▶ [Text shown]
::::::::
Wirrabrook: (1989) $129,959.94
(1990) $237,992.65
The appellant: (1989) $7,584.72(1990) $9,703.49
Objections under Part VI of the Assessment Act were lodged with the Commissioner on 12 July 1991 and disallowed by the Commissioner on 31 October 1991. Wirrabrook and the appellant appealed the Commissioner’s decision to disallow the objections to the Supreme Court of Western Australia. Consequent upon the receipt of further legal advice, Wirrabrook and the appellant agreed to discontinue the Supreme Court appeals and to accept that each had a liability for pay-roll tax. As part of that agreement, Wirrabrook and the appellant were placed in liquidation and a liquidator was appointed on 22 September 1993.
The amount of pay-roll tax (excluding penalties) agreed on 7 June 1995 to be paid for the financial years ended 30 June 1989 and 30 June 1990 were :-
Wirrabrook: (1989) $129,960, (1990) $237,993
The appellant: (1989) $7,585, (1990) $9,703
These amounts were paid by the liquidator at the time of the agreement and the payments fell within the financial year ended 30 June 1995.
Having regard to the findings of fact set out above, the wages paid or payable by Wirrabrook and the appellant in each of the relevant financial years were taxable wages liable to the payment of pay-roll tax under s6 of the Assessment Act. By the operation of s7 and s8 of the Assessment Act, Wirrabrook and the appellant became liable to pay pay-roll tax on those taxable wages at the then applicable declared rates of tax. That tax became payable and recoverable as a debt due to the Crown and payable to the Commissioner at the expiration of seven days after the close of the month in which taxable wages were paid or became payable by Wirrabrook and the appellant: s17, s23 of the Assessment Act.
When the Commissioner issued the assessment on 13 September 1990, the sum recoverable as the pay-roll tax then due and payable for the relevant 1989 and 1990 financial years became that specified in the notice issued under s18(6) of the Assessment Act, and it fell due for payment in the amount specified by the date contained in the notice: s18(7). Accordingly, if the sum actually due and payable on 13 September 1990 for pay-roll tax was different to the amount specified in the notice, that sum was adjusted by the Commissioner’s assessment and determination and thereafter became recoverable by the Commissioner by action for debt in the adjusted amount after the period specified in the notice for payment had expired. Save for the initiation of a successful objection or appeal to the assessment, it was not open to Wirrabrook or the appellant to go behind the pay-roll tax specified in the notice to demonstrate in recovery proceedings that the pay-roll tax in fact payable was less than that determined by the Commissioner. That means that Wirrabrook and the appellant could not, after 13 September 1990, in recovery proceedings at the suit of the Commissioner based on the default assessment and calculation, deny that the quantum of pay-roll tax payable for each of the financial years was other than as determined and notified by the Commissioner.
::::::::
▶ [Given data]
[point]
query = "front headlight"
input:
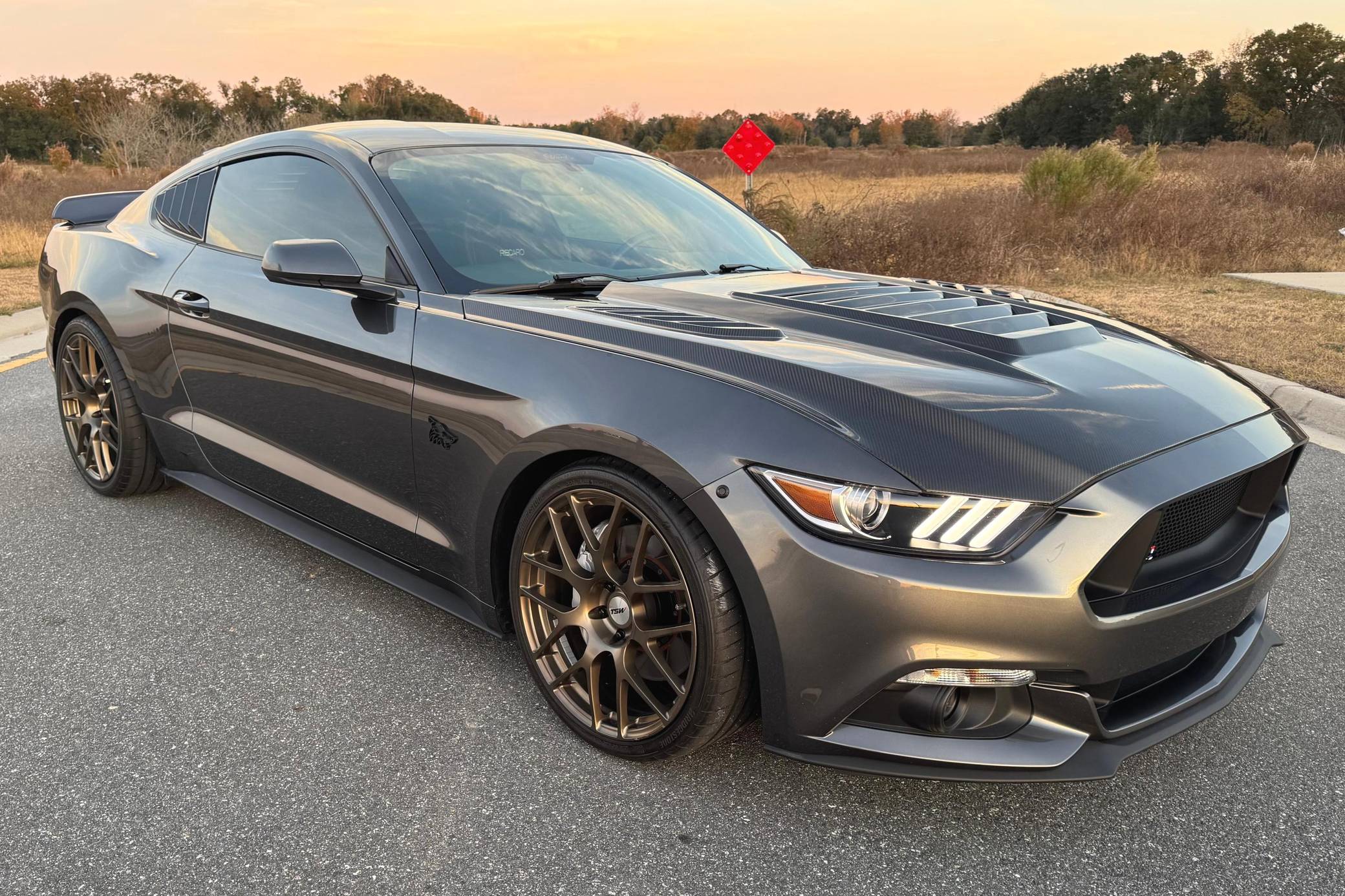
::::::::
▶ [Required tasks]
A – Write out the pay-roll tax passage word for word, everything from "The amount of" down to "30 June 1995.".
B – Pick up the pay-roll tax passage after its last sentence and carry it on.

▶ [Results of the tasks]
A –
The amount of pay-roll tax (excluding penalties) agreed on 7 June 1995 to be paid for the financial years ended 30 June 1989 and 30 June 1990 were :-
Wirrabrook: (1989) $129,960, (1990) $237,993
The appellant: (1989) $7,585, (1990) $9,703
These amounts were paid by the liquidator at the time of the agreement and the payments fell within the financial year ended 30 June 1995.

B –
Was the liability to pay-roll tax incurred in the relevant financial years for the purpose of the ITAA?
After payment of the pay-roll tax in June 1995, the appellant, by notices of objection dated 22 March 1996, which were treated by the respondent as having been lodged within time, objected to the assessments made of its assessable income in the financial years 1989 and 1990 as excessive, on the basis that pay-roll tax payable in respect of each of the relevant years had not been brought to account as a loss or outgoing of Wirrabrook and the appellant, in earning or producing assessable income. The respondent disallowed the appellant’s objections on 16 August 1996.
The appellant submits that the liability of the appellant and Wirrabrook to pay pay-roll tax in each of the 1989 and 1990 financial years is a loss or outgoing incurred in gaining or producing assessable income or necessarily incurred in carrying on a business for that purpose and hence is an allowable deduction under s51(1) of the ITAA.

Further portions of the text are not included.